> Exercise instructions: What is needed is an exact copy of the entries below, from the line that contains "I need to find the jacket" through the final line, both included, and nothing else.
[[ Entries provided, beginning ]]
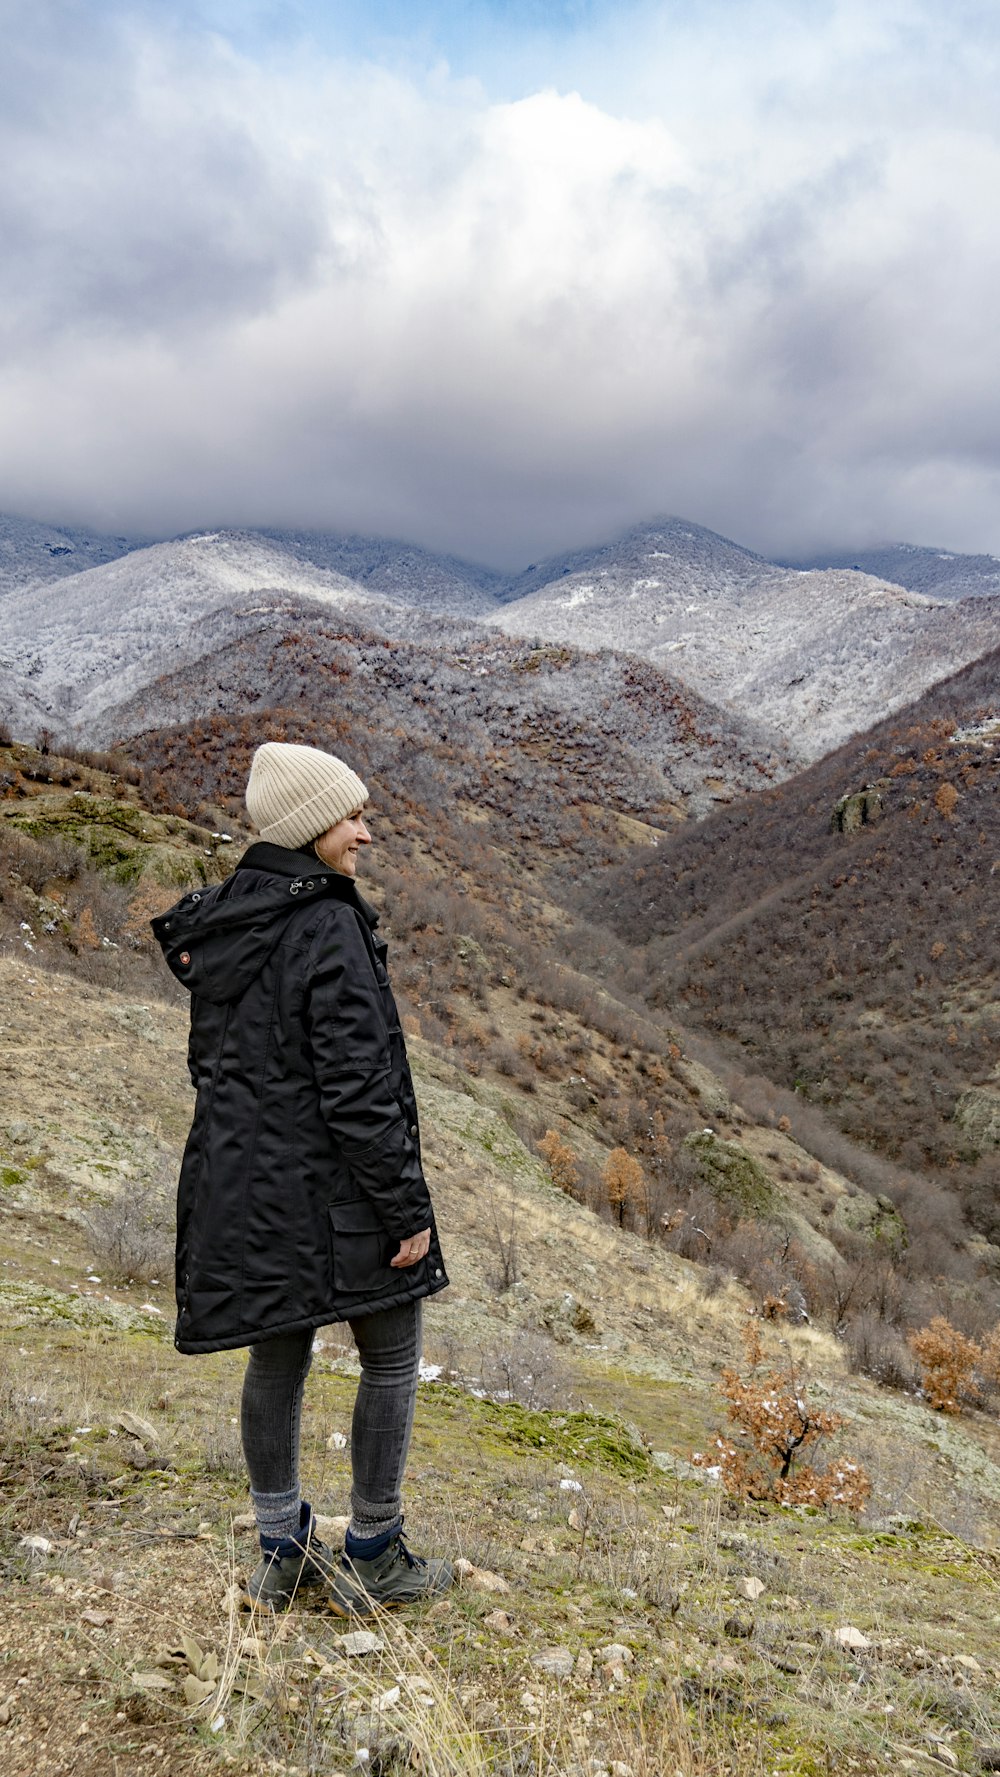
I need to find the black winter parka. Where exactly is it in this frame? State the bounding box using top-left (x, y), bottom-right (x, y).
top-left (153, 843), bottom-right (448, 1354)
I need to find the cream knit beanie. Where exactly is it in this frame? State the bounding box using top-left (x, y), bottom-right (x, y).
top-left (245, 742), bottom-right (369, 850)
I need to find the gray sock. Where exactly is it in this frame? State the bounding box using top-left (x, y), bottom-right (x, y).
top-left (251, 1485), bottom-right (301, 1542)
top-left (349, 1490), bottom-right (402, 1544)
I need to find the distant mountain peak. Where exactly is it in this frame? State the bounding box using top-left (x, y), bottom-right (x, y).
top-left (780, 541), bottom-right (1000, 602)
top-left (0, 507), bottom-right (997, 768)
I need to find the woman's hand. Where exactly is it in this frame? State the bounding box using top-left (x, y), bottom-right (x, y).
top-left (390, 1228), bottom-right (430, 1268)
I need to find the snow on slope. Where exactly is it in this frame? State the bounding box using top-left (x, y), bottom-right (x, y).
top-left (0, 509), bottom-right (507, 613)
top-left (0, 512), bottom-right (147, 596)
top-left (2, 510), bottom-right (996, 762)
top-left (256, 528), bottom-right (505, 614)
top-left (501, 517), bottom-right (767, 604)
top-left (782, 542), bottom-right (1000, 603)
top-left (490, 536), bottom-right (1000, 758)
top-left (0, 531), bottom-right (389, 735)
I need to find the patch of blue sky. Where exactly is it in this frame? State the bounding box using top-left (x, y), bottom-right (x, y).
top-left (97, 2), bottom-right (1000, 126)
top-left (125, 0), bottom-right (664, 97)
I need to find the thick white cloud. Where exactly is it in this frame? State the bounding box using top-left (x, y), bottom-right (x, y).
top-left (1, 0), bottom-right (998, 563)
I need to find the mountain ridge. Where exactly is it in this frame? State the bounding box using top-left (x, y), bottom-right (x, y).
top-left (2, 509), bottom-right (998, 768)
top-left (783, 540), bottom-right (1000, 603)
top-left (4, 505), bottom-right (999, 605)
top-left (113, 611), bottom-right (794, 829)
top-left (492, 546), bottom-right (999, 758)
top-left (0, 511), bottom-right (149, 597)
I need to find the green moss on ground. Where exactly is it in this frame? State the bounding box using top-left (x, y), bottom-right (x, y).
top-left (468, 1397), bottom-right (653, 1478)
top-left (684, 1130), bottom-right (779, 1216)
top-left (1, 784), bottom-right (241, 888)
top-left (0, 1279), bottom-right (170, 1337)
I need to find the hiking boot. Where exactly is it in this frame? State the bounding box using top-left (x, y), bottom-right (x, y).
top-left (324, 1526), bottom-right (453, 1617)
top-left (246, 1502), bottom-right (337, 1611)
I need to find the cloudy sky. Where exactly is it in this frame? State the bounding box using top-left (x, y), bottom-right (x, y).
top-left (2, 0), bottom-right (999, 566)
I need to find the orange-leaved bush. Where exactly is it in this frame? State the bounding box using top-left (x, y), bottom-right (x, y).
top-left (76, 906), bottom-right (100, 951)
top-left (602, 1147), bottom-right (647, 1227)
top-left (536, 1129), bottom-right (580, 1196)
top-left (908, 1316), bottom-right (984, 1413)
top-left (693, 1320), bottom-right (871, 1513)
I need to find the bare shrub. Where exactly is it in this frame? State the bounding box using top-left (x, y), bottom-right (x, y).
top-left (0, 827), bottom-right (55, 894)
top-left (889, 1173), bottom-right (973, 1282)
top-left (486, 1189), bottom-right (520, 1292)
top-left (42, 835), bottom-right (85, 881)
top-left (700, 1265), bottom-right (730, 1299)
top-left (84, 1174), bottom-right (174, 1284)
top-left (492, 1040), bottom-right (522, 1078)
top-left (844, 1311), bottom-right (916, 1391)
top-left (662, 1187), bottom-right (726, 1263)
top-left (476, 1330), bottom-right (573, 1410)
top-left (58, 743), bottom-right (142, 784)
top-left (65, 866), bottom-right (134, 943)
top-left (516, 1031), bottom-right (562, 1078)
top-left (710, 1222), bottom-right (808, 1323)
top-left (965, 1157), bottom-right (1000, 1245)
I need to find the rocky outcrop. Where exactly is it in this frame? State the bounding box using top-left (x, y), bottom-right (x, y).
top-left (955, 1087), bottom-right (1000, 1152)
top-left (831, 784), bottom-right (886, 834)
top-left (832, 1190), bottom-right (905, 1249)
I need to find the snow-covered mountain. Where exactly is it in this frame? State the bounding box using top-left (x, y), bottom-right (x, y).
top-left (255, 528), bottom-right (505, 614)
top-left (0, 512), bottom-right (148, 596)
top-left (490, 520), bottom-right (1000, 758)
top-left (0, 531), bottom-right (400, 737)
top-left (0, 511), bottom-right (505, 614)
top-left (1, 509), bottom-right (997, 762)
top-left (782, 541), bottom-right (1000, 603)
top-left (501, 517), bottom-right (767, 604)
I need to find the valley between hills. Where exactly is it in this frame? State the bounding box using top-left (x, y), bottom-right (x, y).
top-left (0, 507), bottom-right (999, 1776)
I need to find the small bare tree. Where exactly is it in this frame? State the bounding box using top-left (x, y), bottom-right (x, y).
top-left (486, 1187), bottom-right (520, 1292)
top-left (85, 1172), bottom-right (174, 1284)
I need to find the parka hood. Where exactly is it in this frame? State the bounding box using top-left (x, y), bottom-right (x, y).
top-left (151, 842), bottom-right (378, 1004)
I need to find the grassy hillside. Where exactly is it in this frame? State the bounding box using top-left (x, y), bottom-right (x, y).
top-left (2, 951), bottom-right (1000, 1777)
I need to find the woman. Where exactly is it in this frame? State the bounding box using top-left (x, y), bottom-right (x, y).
top-left (153, 740), bottom-right (451, 1615)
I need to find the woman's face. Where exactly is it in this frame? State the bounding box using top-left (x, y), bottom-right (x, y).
top-left (314, 808), bottom-right (372, 876)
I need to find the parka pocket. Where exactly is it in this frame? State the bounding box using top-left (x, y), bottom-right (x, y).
top-left (328, 1198), bottom-right (398, 1297)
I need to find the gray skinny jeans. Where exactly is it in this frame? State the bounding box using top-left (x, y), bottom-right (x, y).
top-left (241, 1300), bottom-right (422, 1542)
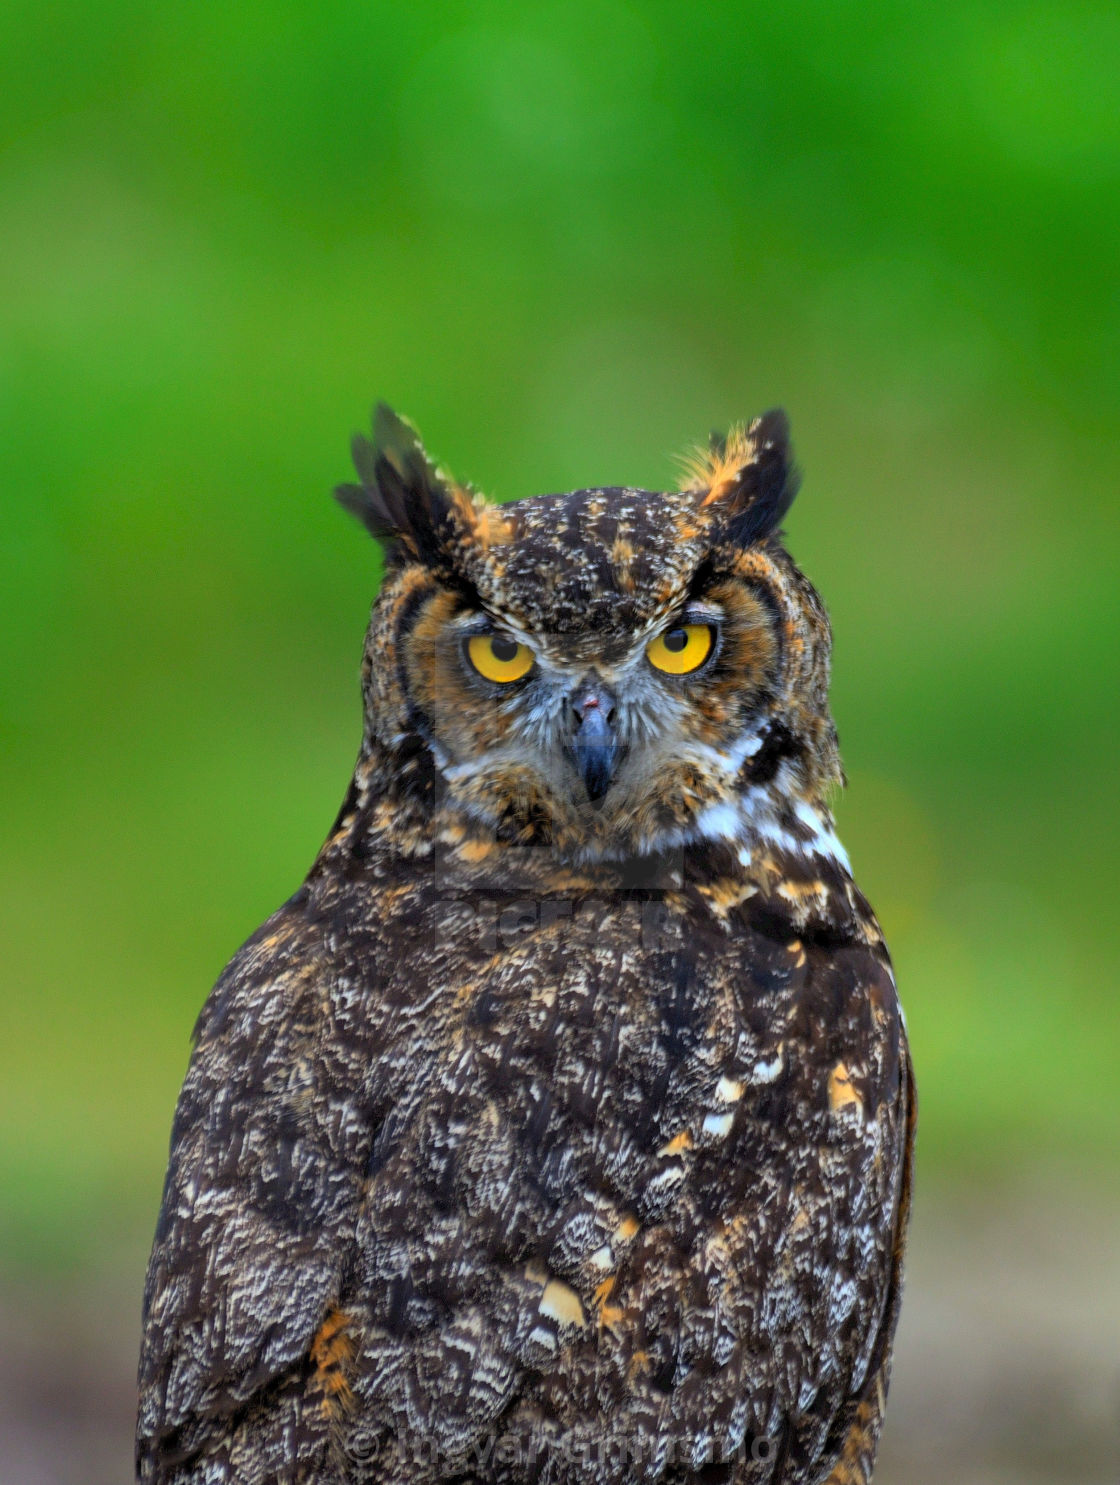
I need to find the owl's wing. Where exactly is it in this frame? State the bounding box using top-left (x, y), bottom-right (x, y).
top-left (820, 1029), bottom-right (917, 1485)
top-left (137, 892), bottom-right (365, 1479)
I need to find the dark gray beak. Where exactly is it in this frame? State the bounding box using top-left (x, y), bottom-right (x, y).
top-left (570, 684), bottom-right (618, 802)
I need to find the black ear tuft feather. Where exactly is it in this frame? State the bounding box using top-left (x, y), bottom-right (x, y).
top-left (335, 403), bottom-right (460, 563)
top-left (696, 409), bottom-right (800, 547)
top-left (724, 410), bottom-right (799, 547)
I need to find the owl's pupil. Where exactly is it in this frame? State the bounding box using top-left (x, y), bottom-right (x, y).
top-left (663, 629), bottom-right (688, 653)
top-left (490, 636), bottom-right (519, 663)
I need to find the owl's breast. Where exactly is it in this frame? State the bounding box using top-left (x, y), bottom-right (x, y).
top-left (329, 869), bottom-right (907, 1479)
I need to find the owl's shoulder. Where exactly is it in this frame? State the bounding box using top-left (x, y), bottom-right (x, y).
top-left (138, 888), bottom-right (377, 1470)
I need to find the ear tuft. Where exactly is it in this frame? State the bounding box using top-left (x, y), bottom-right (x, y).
top-left (335, 403), bottom-right (464, 563)
top-left (679, 409), bottom-right (799, 546)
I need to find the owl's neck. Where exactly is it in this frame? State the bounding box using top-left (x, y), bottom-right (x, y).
top-left (334, 733), bottom-right (847, 882)
top-left (316, 737), bottom-right (878, 946)
top-left (688, 776), bottom-right (850, 878)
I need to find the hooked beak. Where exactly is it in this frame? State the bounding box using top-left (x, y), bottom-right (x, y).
top-left (569, 683), bottom-right (618, 802)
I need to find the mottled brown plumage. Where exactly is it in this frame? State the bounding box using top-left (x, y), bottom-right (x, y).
top-left (138, 406), bottom-right (914, 1484)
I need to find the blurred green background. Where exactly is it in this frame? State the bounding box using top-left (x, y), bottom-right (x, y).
top-left (2, 0), bottom-right (1118, 1286)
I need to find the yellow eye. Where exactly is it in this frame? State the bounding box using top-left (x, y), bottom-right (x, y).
top-left (466, 633), bottom-right (534, 683)
top-left (646, 623), bottom-right (715, 675)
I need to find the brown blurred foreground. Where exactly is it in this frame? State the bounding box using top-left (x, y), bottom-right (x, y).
top-left (2, 1169), bottom-right (1116, 1484)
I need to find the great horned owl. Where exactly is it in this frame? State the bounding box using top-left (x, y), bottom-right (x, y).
top-left (138, 405), bottom-right (914, 1485)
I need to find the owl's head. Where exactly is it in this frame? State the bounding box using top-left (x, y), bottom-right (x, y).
top-left (338, 405), bottom-right (842, 865)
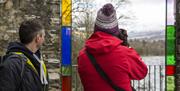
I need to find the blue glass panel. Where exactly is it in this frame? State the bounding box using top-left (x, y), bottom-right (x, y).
top-left (62, 26), bottom-right (71, 66)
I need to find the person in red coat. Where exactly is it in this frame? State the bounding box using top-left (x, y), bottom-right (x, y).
top-left (78, 3), bottom-right (148, 91)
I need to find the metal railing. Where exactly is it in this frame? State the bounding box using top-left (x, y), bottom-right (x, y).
top-left (72, 65), bottom-right (165, 91)
top-left (131, 65), bottom-right (165, 91)
top-left (72, 65), bottom-right (84, 91)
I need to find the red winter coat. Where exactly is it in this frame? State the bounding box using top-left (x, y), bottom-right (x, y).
top-left (78, 31), bottom-right (148, 91)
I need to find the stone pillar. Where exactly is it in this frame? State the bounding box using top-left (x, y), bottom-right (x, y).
top-left (176, 0), bottom-right (180, 90)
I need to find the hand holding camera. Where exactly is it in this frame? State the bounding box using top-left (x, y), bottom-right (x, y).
top-left (118, 29), bottom-right (129, 47)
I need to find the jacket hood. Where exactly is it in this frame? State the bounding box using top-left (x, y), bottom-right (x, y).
top-left (85, 31), bottom-right (123, 54)
top-left (7, 42), bottom-right (32, 54)
top-left (7, 42), bottom-right (40, 58)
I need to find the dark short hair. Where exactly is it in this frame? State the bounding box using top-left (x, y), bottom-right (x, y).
[[ Entries provided, end ]]
> Output:
I need to find the jacket hood. Where exactly is it in this frame? State the bounding box using top-left (x, y), bottom-right (x, y).
top-left (85, 31), bottom-right (123, 54)
top-left (7, 42), bottom-right (32, 54)
top-left (7, 42), bottom-right (40, 58)
I need to find the dark short hair. Where exactly is it in this frame? State the bounding box using top-left (x, y), bottom-right (x, y).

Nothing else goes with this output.